__WORK REQUIRED__. Go through the data below and copy it exactly, skipping every picture.

........

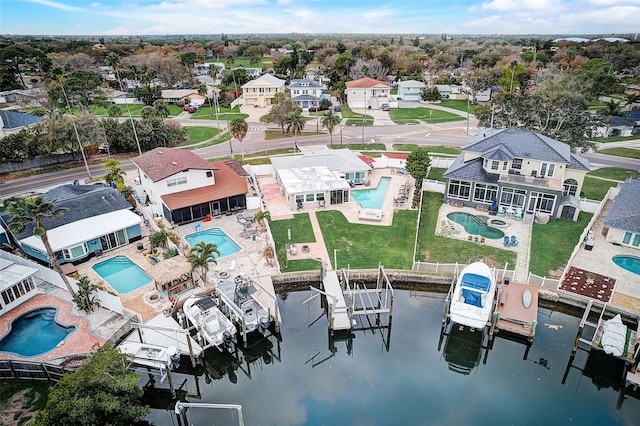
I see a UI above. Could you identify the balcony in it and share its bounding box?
[498,174,563,191]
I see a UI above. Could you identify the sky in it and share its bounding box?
[0,0,640,35]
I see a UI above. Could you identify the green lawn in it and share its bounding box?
[598,148,640,159]
[416,192,516,268]
[316,210,417,269]
[438,99,476,114]
[580,176,618,200]
[587,167,640,181]
[389,107,466,124]
[529,212,593,277]
[184,126,220,144]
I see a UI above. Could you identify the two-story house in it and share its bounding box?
[242,74,285,107]
[0,185,142,264]
[131,148,248,224]
[444,128,589,220]
[288,78,322,110]
[344,77,391,109]
[398,80,426,101]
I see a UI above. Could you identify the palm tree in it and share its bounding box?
[4,195,76,297]
[322,110,342,147]
[284,110,306,154]
[187,241,220,282]
[229,118,249,161]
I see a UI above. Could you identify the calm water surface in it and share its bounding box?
[148,291,640,425]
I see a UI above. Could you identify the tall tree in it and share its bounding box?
[322,110,342,146]
[34,344,149,426]
[4,195,76,296]
[187,241,220,283]
[229,118,249,161]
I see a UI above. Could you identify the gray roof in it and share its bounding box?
[289,78,322,88]
[444,154,500,184]
[9,185,131,239]
[0,110,42,130]
[604,179,640,233]
[271,149,371,173]
[464,127,589,170]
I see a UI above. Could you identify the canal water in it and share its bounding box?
[147,291,640,425]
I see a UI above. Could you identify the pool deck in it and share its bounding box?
[0,292,106,362]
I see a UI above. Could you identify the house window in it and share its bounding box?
[500,188,527,208]
[447,180,471,200]
[473,183,498,204]
[562,179,578,197]
[527,192,556,214]
[511,158,522,170]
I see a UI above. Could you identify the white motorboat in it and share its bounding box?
[182,296,236,351]
[118,341,180,371]
[449,262,496,329]
[216,275,273,334]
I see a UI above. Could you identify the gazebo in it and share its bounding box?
[145,256,194,296]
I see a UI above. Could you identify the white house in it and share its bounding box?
[131,148,248,224]
[344,77,392,109]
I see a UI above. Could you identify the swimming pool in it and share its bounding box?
[611,255,640,275]
[184,228,242,259]
[447,212,504,240]
[0,308,76,357]
[351,177,391,209]
[93,255,152,293]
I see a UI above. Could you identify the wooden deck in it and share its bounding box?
[496,282,538,339]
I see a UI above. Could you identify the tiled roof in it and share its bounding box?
[444,154,500,183]
[161,161,248,210]
[131,148,217,182]
[7,185,131,239]
[346,77,390,89]
[0,110,42,130]
[464,127,589,170]
[604,179,640,233]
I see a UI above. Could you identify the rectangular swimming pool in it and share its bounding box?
[93,255,153,293]
[351,177,391,209]
[184,228,242,259]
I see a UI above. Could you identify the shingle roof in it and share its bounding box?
[0,110,42,130]
[604,179,640,233]
[464,127,589,170]
[6,185,131,239]
[131,148,218,182]
[346,77,389,89]
[444,154,500,183]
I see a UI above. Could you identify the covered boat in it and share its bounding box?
[449,262,496,329]
[182,296,236,351]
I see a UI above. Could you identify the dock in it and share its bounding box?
[494,281,538,341]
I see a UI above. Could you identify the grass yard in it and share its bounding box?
[389,107,466,124]
[529,212,593,277]
[598,148,640,160]
[184,126,220,144]
[587,167,640,181]
[580,176,618,200]
[269,213,320,272]
[0,380,51,425]
[316,210,417,269]
[416,192,516,267]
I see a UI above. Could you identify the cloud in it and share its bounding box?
[26,0,86,12]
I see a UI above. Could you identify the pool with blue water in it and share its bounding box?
[351,177,391,209]
[93,255,153,293]
[184,228,242,259]
[0,308,76,358]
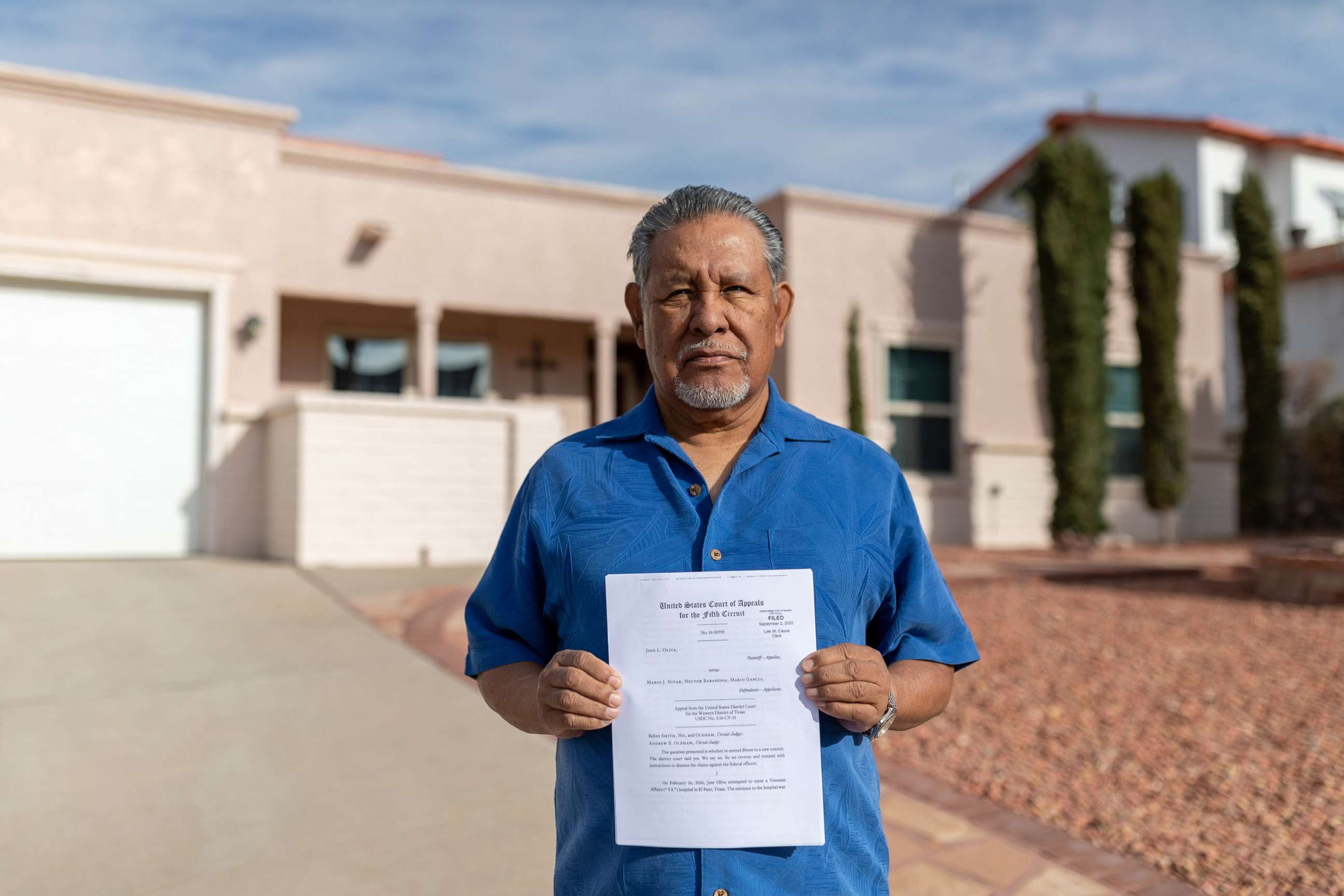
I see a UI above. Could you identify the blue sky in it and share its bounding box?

........

__EXPECTED ANSWER__.
I see a UI above. Could you identify the balcony in it and share its bounding box?
[498,174,563,191]
I see a UI above. Could you identify the sky in it and share its bounding box?
[0,0,640,35]
I see a UI above. Could you identify the green lawn in it and share its bounding box?
[598,148,640,159]
[416,192,516,268]
[316,210,417,269]
[438,99,476,114]
[580,176,618,200]
[587,167,640,181]
[389,107,466,124]
[529,212,593,277]
[184,126,220,144]
I see a UI above. Could you identify the two-story house in it and share its bounding box?
[242,74,285,107]
[0,185,142,264]
[131,148,248,224]
[444,128,589,220]
[288,78,322,110]
[344,77,391,109]
[398,80,426,101]
I see a UI above. Could you identify the palm tree in it and share its bounding box?
[4,195,76,297]
[322,110,342,147]
[284,110,306,154]
[187,241,220,282]
[229,118,249,161]
I see a UI above. Could you identify the calm water surface in it and share its bounding box?
[148,291,640,425]
I see a UI above. Could you identify the tall tree in it and share its bounding box?
[322,110,342,146]
[34,344,149,426]
[4,195,76,296]
[187,241,220,283]
[229,118,249,161]
I see a UI above. Could you identify the gray roof in it and share its bounding box?
[289,78,322,88]
[444,154,500,184]
[9,185,131,239]
[0,110,42,130]
[604,179,640,233]
[271,149,371,173]
[464,127,589,170]
I see a UI above. Could you identify the canal water in it and share its bounding box?
[147,291,640,425]
I see a UI above. Could you identify the pool deck in it and share its bounding box?
[0,292,106,362]
I see a UI above. Could you identify the house window in it and share its bounding box?
[500,188,527,208]
[447,180,471,200]
[473,183,498,204]
[562,179,578,197]
[527,192,556,214]
[511,158,522,170]
I see a UI above. Could you identify the white motorboat in it and share its bounding box?
[182,296,236,351]
[118,341,180,371]
[449,262,496,329]
[216,275,273,334]
I see a UI above. Could you identify the gazebo in it and share its bounding box?
[145,256,194,296]
I see a UI above. Could you identify the white house in it and share its bounding box?
[131,148,248,224]
[344,77,392,109]
I see a UI above. Could you identify the swimming pool in it and share its bounding box?
[611,255,640,275]
[184,228,242,259]
[447,212,504,240]
[0,308,76,357]
[351,177,391,209]
[93,255,152,293]
I see a UI above. Could you identify the wooden deck in it and share its bounding box?
[496,282,538,339]
I see a UI above. Could you identify the tiled roof in it and share its bounding box?
[444,154,500,183]
[161,161,248,210]
[131,148,217,182]
[7,185,131,239]
[346,77,390,89]
[0,110,42,130]
[464,127,589,170]
[604,179,640,233]
I see a UI above. Could you identify the rectangular swimming pool in it and share its bounding box?
[93,255,153,293]
[351,177,391,209]
[184,228,242,259]
I see a UI above. Could you identify the shingle roof in it and share its bounding box?
[0,110,42,130]
[604,179,640,233]
[464,127,589,170]
[6,185,131,239]
[131,148,218,182]
[346,77,389,89]
[444,154,500,183]
I see a UI above. Could you identify the covered boat in it and share its bounding box?
[449,262,496,329]
[182,296,236,351]
I see a UI above. Could you identify the dock in it and share its bounding box?
[494,281,538,341]
I see a UI above. Could you identify the grass yard in it and share its bounding box?
[389,107,466,124]
[529,212,593,277]
[598,148,640,160]
[184,126,220,144]
[587,167,640,181]
[580,176,618,200]
[269,213,320,272]
[0,380,51,425]
[316,210,417,269]
[416,192,516,267]
I see a UI above. Could you identify the cloud in it and share its bounding box?
[26,0,86,12]
I see a UI above. Could you identify the pool with blue water in it and share its bounding box?
[351,177,391,209]
[93,255,153,293]
[184,228,242,259]
[0,308,76,358]
I see a UI above. Could you identify the blue sky in it and share its bounding box?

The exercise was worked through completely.